● WRITTEN TASK
Write the material out again, line by line, exactly as it is.
══ PROVIDED DATA
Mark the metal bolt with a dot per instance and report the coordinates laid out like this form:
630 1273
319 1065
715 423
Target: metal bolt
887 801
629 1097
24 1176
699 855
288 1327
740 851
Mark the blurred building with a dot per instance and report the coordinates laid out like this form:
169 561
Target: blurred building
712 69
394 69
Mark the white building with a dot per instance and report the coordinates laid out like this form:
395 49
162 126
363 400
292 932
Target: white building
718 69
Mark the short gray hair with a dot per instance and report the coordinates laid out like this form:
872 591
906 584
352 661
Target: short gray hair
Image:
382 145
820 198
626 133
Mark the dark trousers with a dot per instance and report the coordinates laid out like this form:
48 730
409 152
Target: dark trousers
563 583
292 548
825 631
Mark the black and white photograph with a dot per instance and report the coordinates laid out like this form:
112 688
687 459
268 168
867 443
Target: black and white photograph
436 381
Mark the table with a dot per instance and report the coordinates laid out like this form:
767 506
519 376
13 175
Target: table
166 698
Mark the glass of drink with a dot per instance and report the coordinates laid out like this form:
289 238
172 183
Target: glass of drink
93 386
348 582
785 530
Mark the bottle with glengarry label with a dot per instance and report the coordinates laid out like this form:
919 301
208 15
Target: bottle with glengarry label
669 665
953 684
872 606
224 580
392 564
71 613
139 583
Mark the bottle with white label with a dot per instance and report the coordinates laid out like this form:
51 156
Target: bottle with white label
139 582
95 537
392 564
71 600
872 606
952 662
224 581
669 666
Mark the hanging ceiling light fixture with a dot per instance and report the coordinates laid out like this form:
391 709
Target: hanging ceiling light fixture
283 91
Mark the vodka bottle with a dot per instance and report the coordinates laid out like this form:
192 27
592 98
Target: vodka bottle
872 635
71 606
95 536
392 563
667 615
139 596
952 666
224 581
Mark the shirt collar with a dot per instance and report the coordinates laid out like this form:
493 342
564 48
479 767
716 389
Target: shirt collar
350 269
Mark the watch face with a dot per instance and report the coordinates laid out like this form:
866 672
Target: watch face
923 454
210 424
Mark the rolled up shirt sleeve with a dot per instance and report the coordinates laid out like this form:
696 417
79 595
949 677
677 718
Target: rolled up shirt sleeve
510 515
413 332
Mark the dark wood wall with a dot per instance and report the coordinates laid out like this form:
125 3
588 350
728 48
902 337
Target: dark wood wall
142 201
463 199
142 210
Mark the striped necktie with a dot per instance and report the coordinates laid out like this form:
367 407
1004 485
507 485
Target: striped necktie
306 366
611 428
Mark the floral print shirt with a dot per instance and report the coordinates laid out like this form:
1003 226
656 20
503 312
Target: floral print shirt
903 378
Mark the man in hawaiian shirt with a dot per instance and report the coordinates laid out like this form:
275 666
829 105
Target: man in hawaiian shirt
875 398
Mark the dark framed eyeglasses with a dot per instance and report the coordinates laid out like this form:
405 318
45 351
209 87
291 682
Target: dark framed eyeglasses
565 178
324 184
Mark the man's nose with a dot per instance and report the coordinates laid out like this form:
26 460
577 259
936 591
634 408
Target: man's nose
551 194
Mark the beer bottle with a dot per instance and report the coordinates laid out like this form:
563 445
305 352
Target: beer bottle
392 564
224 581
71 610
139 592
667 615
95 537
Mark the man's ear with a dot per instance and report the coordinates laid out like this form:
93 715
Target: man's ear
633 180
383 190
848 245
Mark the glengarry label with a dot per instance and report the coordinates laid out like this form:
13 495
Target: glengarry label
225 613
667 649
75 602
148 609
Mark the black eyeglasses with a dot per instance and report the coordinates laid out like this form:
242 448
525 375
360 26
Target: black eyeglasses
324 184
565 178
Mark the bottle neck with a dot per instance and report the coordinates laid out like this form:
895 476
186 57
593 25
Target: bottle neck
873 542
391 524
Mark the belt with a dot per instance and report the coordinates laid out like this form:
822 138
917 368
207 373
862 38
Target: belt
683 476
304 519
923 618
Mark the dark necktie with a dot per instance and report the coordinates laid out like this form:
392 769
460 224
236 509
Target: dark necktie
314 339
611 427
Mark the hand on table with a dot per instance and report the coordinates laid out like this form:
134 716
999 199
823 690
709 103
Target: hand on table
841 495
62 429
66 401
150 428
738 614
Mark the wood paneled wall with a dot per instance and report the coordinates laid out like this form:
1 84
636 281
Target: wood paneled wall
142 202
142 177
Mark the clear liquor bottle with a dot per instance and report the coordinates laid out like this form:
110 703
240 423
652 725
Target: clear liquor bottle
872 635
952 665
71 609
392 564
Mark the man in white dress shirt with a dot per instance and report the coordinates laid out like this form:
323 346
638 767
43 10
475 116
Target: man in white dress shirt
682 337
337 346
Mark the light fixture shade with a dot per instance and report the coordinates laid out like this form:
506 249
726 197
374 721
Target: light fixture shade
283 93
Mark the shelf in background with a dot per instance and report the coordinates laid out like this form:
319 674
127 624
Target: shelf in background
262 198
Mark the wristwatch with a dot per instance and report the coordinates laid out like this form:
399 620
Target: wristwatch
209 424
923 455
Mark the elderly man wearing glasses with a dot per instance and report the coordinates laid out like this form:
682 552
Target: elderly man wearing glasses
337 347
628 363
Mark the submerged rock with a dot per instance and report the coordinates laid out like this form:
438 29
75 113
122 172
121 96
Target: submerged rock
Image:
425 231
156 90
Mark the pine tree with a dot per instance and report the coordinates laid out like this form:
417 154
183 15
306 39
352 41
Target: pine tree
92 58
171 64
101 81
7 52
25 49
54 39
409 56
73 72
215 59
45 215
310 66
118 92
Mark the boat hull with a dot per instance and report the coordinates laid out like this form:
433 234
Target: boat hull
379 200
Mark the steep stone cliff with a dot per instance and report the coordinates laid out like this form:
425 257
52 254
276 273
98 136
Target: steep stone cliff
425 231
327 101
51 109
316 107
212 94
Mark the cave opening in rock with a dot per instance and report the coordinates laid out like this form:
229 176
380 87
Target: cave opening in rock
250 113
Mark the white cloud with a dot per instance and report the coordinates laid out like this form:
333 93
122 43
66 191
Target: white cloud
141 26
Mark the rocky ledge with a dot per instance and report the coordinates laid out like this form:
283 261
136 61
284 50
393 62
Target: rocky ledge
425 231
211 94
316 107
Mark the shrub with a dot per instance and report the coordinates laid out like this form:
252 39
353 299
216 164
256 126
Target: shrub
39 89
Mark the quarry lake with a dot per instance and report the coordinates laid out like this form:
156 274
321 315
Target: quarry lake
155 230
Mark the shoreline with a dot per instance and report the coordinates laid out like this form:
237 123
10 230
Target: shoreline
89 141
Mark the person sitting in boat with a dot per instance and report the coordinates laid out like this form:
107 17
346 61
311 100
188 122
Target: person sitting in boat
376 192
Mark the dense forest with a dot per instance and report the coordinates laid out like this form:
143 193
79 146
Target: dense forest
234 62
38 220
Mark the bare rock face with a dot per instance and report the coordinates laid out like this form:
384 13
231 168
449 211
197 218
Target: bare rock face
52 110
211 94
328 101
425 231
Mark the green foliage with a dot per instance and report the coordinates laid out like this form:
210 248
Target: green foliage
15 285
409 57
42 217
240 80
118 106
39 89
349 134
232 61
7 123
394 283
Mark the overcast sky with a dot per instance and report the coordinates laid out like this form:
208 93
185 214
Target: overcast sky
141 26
════
● FINAL RESULT
Mark the metal bolt with a dot per instance and report the coordinates laid out like this form:
630 1273
319 1065
715 423
Target: metal bolt
887 801
629 1097
24 1176
699 855
288 1327
740 851
Mark the blurred building with a dot per instance and report the coordinates laid out like this form:
169 561
Target: blurred building
712 69
394 69
Mark the white building with a dot per instance and report the coordinates laid out like this form:
395 49
162 126
363 400
292 932
Target: white building
718 69
Mark the short gray hair with a dot per instance and report the coordinates laid out like this form:
872 591
906 584
352 661
Target: short gray hair
Image:
382 145
820 198
626 133
Mark the dark trousers with a dot per instance and report the coordinates laid out like this form:
48 730
409 152
Target: dark trousers
563 583
292 548
825 631
Mark the black and white photograph with a dot per instance and report the coordinates laid out like this form:
112 688
687 459
268 168
867 443
Target: black and white photograph
436 381
Mark the table with a dot per instance and report the coordinates laid out like this form:
767 506
519 376
13 175
Target: table
166 698
Mark the glass of drink with a dot per instance and report the coordinates laid out like this form:
289 238
172 183
Target: glass of drink
93 386
348 582
785 530
Mark the bottle with glengarry label with a dot per instance and report the coordinates laid out like this form:
919 301
208 15
Target: bottle with glengarry label
669 665
953 684
872 606
224 580
392 564
71 613
139 583
Mark the bottle with white label with a dot per instance and report the coordinates laid out like this form:
51 156
Target: bottle with white label
139 582
95 537
392 564
71 600
872 606
952 662
224 581
669 666
Mark the hanging ceiling light fixture with a dot per instance and report the coordinates laid out like this form:
391 709
Target: hanging ceiling light fixture
283 91
Mark the vodka bottle with a dot per instance and report the coordinates laid out like this form:
192 27
592 98
Target: vodka bottle
872 635
71 606
95 536
392 563
667 615
139 596
952 666
224 581
Mark the shirt collar with a dot per instance and report the coordinates laid out like this form:
493 342
564 48
479 767
716 389
Target: shirt collar
350 269
Mark the watch face with a dot per instance and report the coordinates laid out like this form:
866 672
Target: watch face
923 454
210 424
Mark the rolled up shirt sleeve with a dot per instance and report the coordinates laid out like this form:
696 417
79 595
949 677
677 718
Target: rolled up shirt sleeve
510 515
413 332
Mark the dark wood wall with a dot per instance and report the coordinates laid out like this form:
125 3
588 350
728 48
902 337
Target: dark wood wall
142 201
463 199
142 210
Mark the striped necktie with a dot per instance and report the coordinates laid out like this form:
367 407
1004 485
507 485
Target: striped necktie
306 366
611 428
Mark the floral print shirt with a dot per instance and report the coordinates laid out like this form:
1003 226
656 20
503 312
Target: floral print shirt
903 378
Mark the man in hawaiian shirt with a dot per instance and report the coordinates laid out like this form:
275 666
829 105
Target: man in hawaiian shirt
875 398
Mark the dark framed eyeglasses with a dot per instance and report the coordinates laid out like this form:
405 318
45 351
209 87
291 682
Target: dark framed eyeglasses
565 178
324 184
Mark the man's nose with a dot per instance and report the coordinates laid out like this form:
26 460
577 259
936 591
634 408
Target: man's nose
551 194
Mark the beer bottle with a dot per instance and report the coordinates laid out like this form:
563 445
305 352
Target: beer bottle
392 564
224 581
71 610
139 592
667 615
95 537
Mark the man's ear with a dot per instance and report the coordinates laid out like this form:
93 715
Target: man's ear
633 180
383 190
848 245
Mark the glengarry label with a dot per instance and report the coordinates laid out like this form:
13 495
Target: glengarry label
225 613
667 649
75 602
148 609
Mark the black eyeglasses with a dot per instance and report the coordinates laid out like this form:
242 448
525 375
360 26
Target: black eyeglasses
324 184
565 178
Mark the bottle neck with a dot per instance and report the coordinates laid out like this form:
895 476
186 57
593 25
Target: bottle neck
873 542
391 524
Mark the belt with a dot per instance and report the coordinates laid out like this form:
822 138
917 368
207 373
862 38
Target: belt
683 476
304 519
923 618
Mark the dark necktie with a dot per instance and report the coordinates laid out like this form:
392 769
460 224
236 509
Target: dark necktie
314 339
611 427
Mark the hand on table with a dot per instance and report the coordinates laid out like this form:
134 716
999 199
823 690
709 103
Target: hand on table
841 495
62 429
66 401
150 428
738 614
Mark the wood paneled wall with a dot per instance and report the coordinates laid out like this form:
1 84
636 281
Target: wood paneled wall
142 202
142 177
Mark the clear liquor bottle with a dot per instance and report the coordinates laid out like this form:
110 703
240 423
652 725
Target: clear liquor bottle
872 635
952 665
71 609
392 564
Mark the man in white dress shirt with a dot per instance and report the coordinates laid out like this form:
323 346
638 767
43 10
475 116
Target: man in white dress shirt
682 337
337 346
Mark the light fixture shade with a dot per instance and report the coordinates laid out like this form:
506 249
726 197
374 721
Target: light fixture shade
283 93
Mark the shelf in background with a dot per instance and report the coordinates laid out like this form:
319 674
127 624
Target: shelf in background
262 198
Mark the wristwatch with a dot per instance and report the coordinates laid out like this form:
399 620
Target: wristwatch
209 424
923 455
Mark the elderly man wearing glasses with a dot per instance and report the coordinates laid out like this form:
682 552
Target: elderly man wearing glasses
337 347
628 363
Mark the submerged rock with a dot per instance and report the coordinates laid out like this form:
438 29
75 113
122 172
121 96
Target: submerged rock
Image:
425 231
156 90
Mark the pine tree with a dot per instance and report the coordinates laid out like this form:
417 154
183 15
306 39
352 41
Target: pine tree
92 58
171 64
101 81
7 52
25 49
54 39
409 56
73 72
215 59
45 215
310 66
118 92
Mark the boat hull with a dot per instance and report the coordinates laid out like this form:
433 234
Target: boat hull
379 200
Mark the steep stone cliff with a dot per instance and report the coordinates laid out like this form:
425 257
52 254
276 273
98 136
Target: steep stone cliff
425 231
327 101
51 109
316 107
212 94
Mark the cave opening in rock with a dot per instance and report the coordinates laid out like this form:
229 176
380 87
Target: cave opening in rock
250 113
Mark the white cloud with a dot per instance and report the coordinates laid out like this form:
333 93
122 43
66 191
Target: white cloud
141 26
Mark the rocky ledge with a dot per instance and report the coordinates laid out like this form:
283 261
136 61
284 50
393 62
Target: rocky ledge
425 231
211 94
316 107
Mark the shrub with a dot per instance and report the coordinates laid out like this form:
252 39
353 299
216 164
256 126
Target: shrub
39 89
Mark the quarry lake with a dot per instance and report the coordinates laid out like this form:
156 274
321 315
Target: quarry lake
155 230
Mark the shoreline with a dot per instance and report the coordinates laid out like this form:
237 123
10 230
Target: shoreline
89 141
Mark the person sitting in boat with a dot per instance and report the coordinates laid out like this form:
107 17
346 61
311 100
188 122
Target: person sitting in boat
376 192
Mark the dense forest with a dot per instance and report the coordinates laid out like this form:
143 193
79 146
Target: dense forest
234 62
38 220
Mark the bare rock face with a dot per instance and report the coordinates laid out like this form:
384 13
231 168
449 211
197 218
Target: bare rock face
52 110
211 94
328 101
425 231
Mark the green foliage with a dot per instance and report the coordinates laid out like this form:
210 248
Target: green foliage
15 285
409 57
42 217
240 80
118 106
39 89
349 134
232 61
7 123
394 283
Mark the overcast sky with a dot per instance and report the coordinates laid out like this form:
208 93
185 214
Target: overcast sky
141 26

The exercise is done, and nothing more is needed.